MATERIAL PROVIDED:

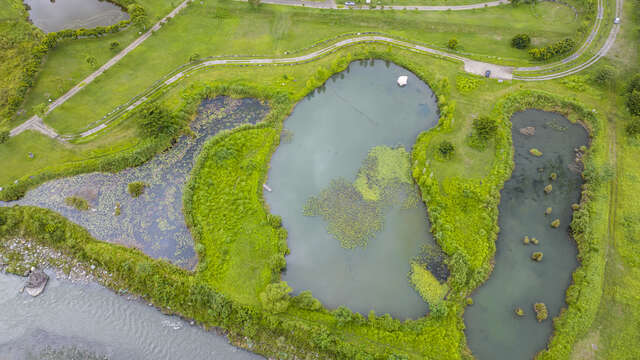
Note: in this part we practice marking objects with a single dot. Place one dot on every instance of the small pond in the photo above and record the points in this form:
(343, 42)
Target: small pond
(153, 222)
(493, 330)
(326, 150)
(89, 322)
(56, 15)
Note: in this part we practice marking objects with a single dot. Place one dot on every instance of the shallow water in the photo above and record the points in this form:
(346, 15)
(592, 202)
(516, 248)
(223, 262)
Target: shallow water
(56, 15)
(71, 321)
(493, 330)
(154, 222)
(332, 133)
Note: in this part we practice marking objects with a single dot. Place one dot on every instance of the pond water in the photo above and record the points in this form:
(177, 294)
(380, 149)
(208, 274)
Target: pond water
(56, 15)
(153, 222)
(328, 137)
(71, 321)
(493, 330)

---

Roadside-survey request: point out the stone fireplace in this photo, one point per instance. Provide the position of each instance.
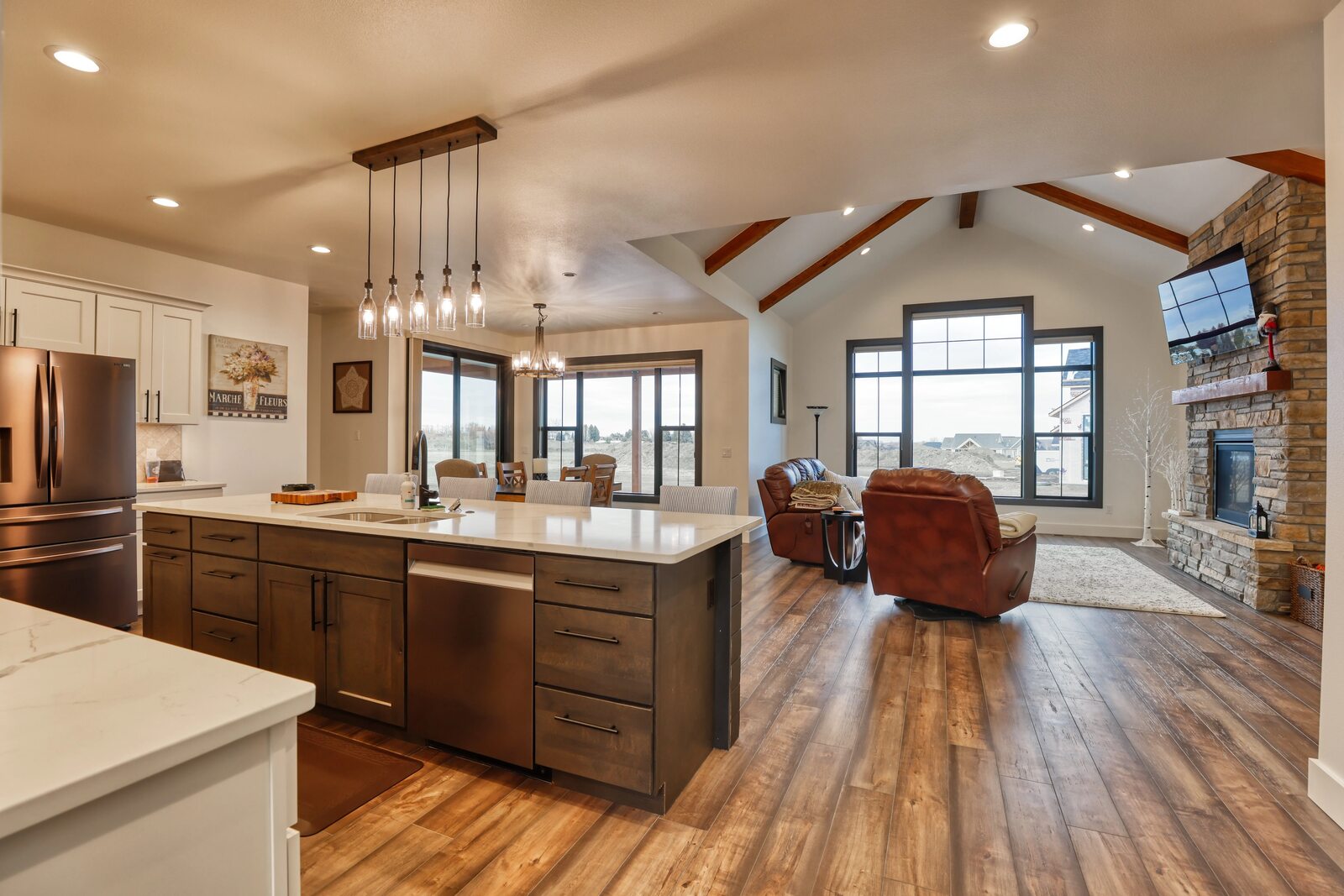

EXERCISE TASK: State how many lines of the items above contain the word "water". Give only the number.

TASK SOLUTION: 4